Segment Start: SOURCE EXTRACT
Generic Discount Drug Program Gains Popularity Despite Low Initial Uptake

Although the initial uptake of the generic discount drug program (GDDP) was essentially nonexistent among vulnerable populations, patients' participation in the GDDP notably expanded as it matured.

Although the initial uptake of the generic discount drug program (GDDP) was essentially nonexistent among vulnerable populations, a research letter published online September 22, 2014, in JAMA Internal Medicine found patients’ participation in the GDDP notably expanded as it matured.

First introduced by Walmart in 2006, the GDDP charges patients nominal fees to fill prescriptions with generic drugs, which reduces medication costs and increases access to necessary therapies, especially among the elderly, poor, and racial/ethnic minority populations. Despite these clear benefits, the initial use of the GDDP in 2007 was calculated at 3.6% of patients receiving any prescription drugs.

“The lower initial uptake of the GDDP among racial/ethnic minorities raises the question: why would patients who gain more from GDDPs be less likely to use them?” wrote research coauthors Song Hee Hong, PhD, and Sunghee H. Tak, PhD, MPH, RN. “We aimed to determine whether the uptake of the GDDP increased as the program matured and to examine whether factors affecting the uptake of the GDDP have remained steady over time.”

To do so, Dr. Hong and Dr. Tak relied on 2010 Household Component and Prescribed Medicines files to evaluate adults who had received at least 1 prescription drug in 2010.

Of the 13,486 adults who met those inclusion criteria, 3208 (23%) used the GDDP in 2010, which was found to be valued more among the elderly, sicker, uninsured, and rural populations. GDDP use did not significantly vary across different income levels and racial/ethnic groups, however, suggesting that the program was “not considered inferior despite the common perception that generic drugs are of poor quality,” noted Dr. Hong and Dr. Tak.

“The lower use of GDDPs among racial/ethnic minorities observed when the program was deployed no longer existed when the program matured,” the authors concluded. “Individuals within this population may have taken longer to adopt the GDDP because they lacked health insurance literacy. Alternatively, individuals among racial/ethnic minorities may have lacked broadband access to gain firsthand knowledge of GDDP deployment.”

In 2010, typical GDDP offerings consisted of $4 for 30-day generic drug supplies and $10 for 90-day supplies provided by Walmart, Target, and Kroger, while Rite Aid, CVS, Walgreens, and Kmart had other GDDP offerings, Dr. Hong and Dr. Tak reported.
Segment End: SOURCE EXTRACT
■ WHAT THIS EXERCISE ASKS
1) Answer these questions from the drug program article:
(a) Which company first introduced the GDDP, and in what year?
(b) What share of patients receiving any prescription drugs used the GDDP in 2007?
(c) How many of the 13,486 adults in the 2010 study used the GDDP?
2) Which retailers does the drug program article name as having GDDP offerings in 2010?
Segment Start: ENTRIES PROVIDED
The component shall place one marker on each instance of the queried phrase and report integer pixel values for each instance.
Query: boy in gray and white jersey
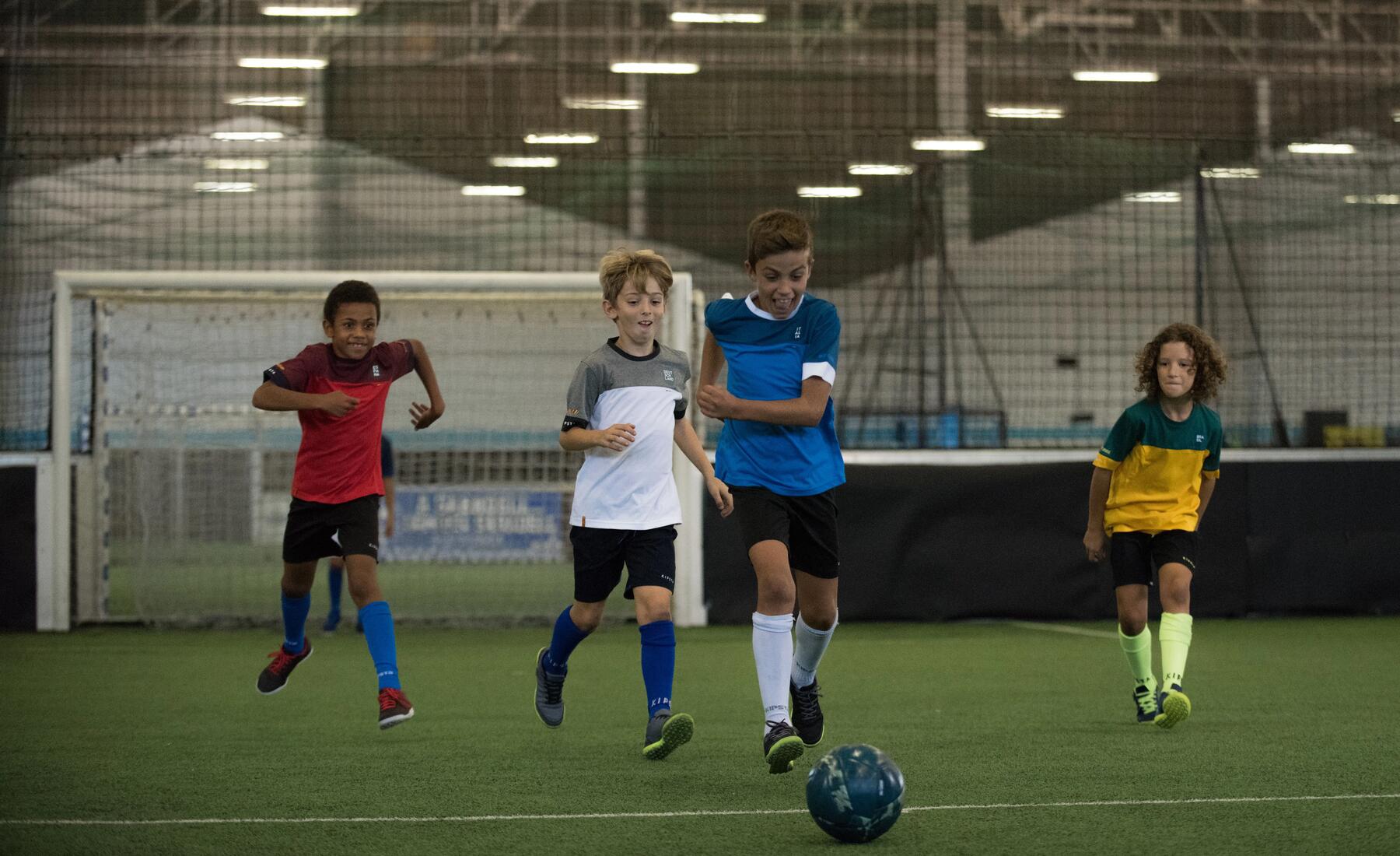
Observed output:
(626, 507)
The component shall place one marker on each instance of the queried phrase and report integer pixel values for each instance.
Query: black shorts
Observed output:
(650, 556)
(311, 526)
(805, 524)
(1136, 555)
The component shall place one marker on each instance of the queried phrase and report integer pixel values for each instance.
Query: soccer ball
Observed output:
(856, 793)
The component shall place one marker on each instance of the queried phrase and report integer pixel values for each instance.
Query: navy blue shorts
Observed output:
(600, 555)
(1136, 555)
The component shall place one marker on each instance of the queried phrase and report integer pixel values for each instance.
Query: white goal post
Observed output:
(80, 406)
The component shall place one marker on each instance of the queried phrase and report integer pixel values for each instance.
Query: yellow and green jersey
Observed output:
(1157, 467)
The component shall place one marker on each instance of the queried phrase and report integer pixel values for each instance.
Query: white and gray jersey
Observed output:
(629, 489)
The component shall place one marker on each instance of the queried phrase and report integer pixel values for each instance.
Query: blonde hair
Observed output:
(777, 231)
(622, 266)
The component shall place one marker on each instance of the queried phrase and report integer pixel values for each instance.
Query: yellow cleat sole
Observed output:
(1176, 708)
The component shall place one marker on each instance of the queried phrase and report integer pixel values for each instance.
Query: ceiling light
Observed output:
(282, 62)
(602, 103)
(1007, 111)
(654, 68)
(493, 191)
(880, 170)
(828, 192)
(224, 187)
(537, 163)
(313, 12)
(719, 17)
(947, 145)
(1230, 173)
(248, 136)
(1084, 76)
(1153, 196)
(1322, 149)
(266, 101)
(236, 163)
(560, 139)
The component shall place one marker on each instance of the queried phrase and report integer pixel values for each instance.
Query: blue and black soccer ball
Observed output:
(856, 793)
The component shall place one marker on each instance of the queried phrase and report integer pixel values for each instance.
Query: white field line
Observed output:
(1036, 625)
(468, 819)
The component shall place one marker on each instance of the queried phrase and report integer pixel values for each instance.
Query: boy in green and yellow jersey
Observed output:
Segment End: ENTRIES PROVIDED
■ RESPONSES BY TASK
1)
(a) Walmart, in 2006
(b) 3.6%
(c) 3208 (23%)

2) Walmart, Target, Kroger, Rite Aid, CVS, Walgreens, Kmart